### EXCERPTED DATA

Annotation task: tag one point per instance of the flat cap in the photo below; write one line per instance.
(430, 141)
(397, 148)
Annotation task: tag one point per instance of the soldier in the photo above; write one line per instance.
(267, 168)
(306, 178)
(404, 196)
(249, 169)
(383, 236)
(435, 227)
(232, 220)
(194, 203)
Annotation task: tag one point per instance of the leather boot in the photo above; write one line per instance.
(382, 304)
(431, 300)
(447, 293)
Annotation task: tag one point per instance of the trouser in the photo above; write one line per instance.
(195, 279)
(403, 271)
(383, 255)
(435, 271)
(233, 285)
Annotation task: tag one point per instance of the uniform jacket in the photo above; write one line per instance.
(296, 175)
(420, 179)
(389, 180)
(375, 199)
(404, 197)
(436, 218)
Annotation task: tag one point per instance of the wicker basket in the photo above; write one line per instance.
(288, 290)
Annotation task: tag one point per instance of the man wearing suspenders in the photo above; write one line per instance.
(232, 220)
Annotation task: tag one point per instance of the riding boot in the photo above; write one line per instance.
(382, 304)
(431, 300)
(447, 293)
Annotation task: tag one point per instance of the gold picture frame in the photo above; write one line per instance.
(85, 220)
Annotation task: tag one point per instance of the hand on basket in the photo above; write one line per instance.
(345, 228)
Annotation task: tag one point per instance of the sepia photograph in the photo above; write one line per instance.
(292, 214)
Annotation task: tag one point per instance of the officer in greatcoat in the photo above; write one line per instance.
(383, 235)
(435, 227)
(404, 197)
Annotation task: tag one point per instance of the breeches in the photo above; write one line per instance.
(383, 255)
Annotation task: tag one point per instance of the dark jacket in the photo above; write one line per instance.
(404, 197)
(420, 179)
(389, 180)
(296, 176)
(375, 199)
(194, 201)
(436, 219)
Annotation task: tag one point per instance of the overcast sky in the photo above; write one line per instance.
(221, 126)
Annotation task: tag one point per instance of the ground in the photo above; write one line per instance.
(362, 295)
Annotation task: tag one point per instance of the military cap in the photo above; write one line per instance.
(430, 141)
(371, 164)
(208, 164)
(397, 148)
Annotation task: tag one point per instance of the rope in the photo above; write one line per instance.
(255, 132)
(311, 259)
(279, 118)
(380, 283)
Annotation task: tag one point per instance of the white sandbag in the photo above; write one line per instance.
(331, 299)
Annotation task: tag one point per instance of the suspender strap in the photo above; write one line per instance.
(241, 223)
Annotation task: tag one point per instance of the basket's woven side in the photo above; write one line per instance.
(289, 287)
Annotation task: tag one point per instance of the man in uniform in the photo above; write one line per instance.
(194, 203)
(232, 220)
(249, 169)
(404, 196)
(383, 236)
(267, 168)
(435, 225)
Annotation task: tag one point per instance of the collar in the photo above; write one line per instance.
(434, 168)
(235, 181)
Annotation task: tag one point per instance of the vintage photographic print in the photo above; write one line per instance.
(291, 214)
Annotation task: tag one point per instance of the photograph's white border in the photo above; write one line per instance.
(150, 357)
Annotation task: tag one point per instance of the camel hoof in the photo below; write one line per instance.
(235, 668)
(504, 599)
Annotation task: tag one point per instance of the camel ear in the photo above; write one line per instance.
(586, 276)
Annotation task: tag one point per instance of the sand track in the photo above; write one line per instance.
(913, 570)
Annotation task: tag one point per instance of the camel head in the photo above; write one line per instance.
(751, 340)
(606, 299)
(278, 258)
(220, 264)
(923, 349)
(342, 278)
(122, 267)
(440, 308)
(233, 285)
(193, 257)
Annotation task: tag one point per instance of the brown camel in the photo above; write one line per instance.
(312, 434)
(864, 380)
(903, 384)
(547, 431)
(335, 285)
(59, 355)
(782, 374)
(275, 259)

######

Print only the lines running from the one with "Annotation task: tag one point per instance of the camel hoof" to the final line of the data above, each exactly as it appears.

EXPECTED ANSWER:
Annotation task: tag one point per instance of the camel hoof in the photo below; write one line per instance.
(235, 668)
(504, 599)
Annotation task: tag one point per instance of the camel ear in the photo above; write one line per instance.
(586, 276)
Annotation task: tag one point per instance of the sand track in the photo above; write one line per instance.
(913, 570)
Annotation task: tag one point per instance of the camel head in the photo above; write one line per instance.
(751, 340)
(606, 299)
(278, 258)
(220, 264)
(923, 349)
(342, 278)
(122, 267)
(440, 308)
(233, 285)
(193, 257)
Annotation task: tag one point per instance of the brown camel in the photo above; write one line per instance.
(312, 434)
(864, 380)
(903, 384)
(547, 431)
(335, 285)
(59, 355)
(782, 374)
(275, 259)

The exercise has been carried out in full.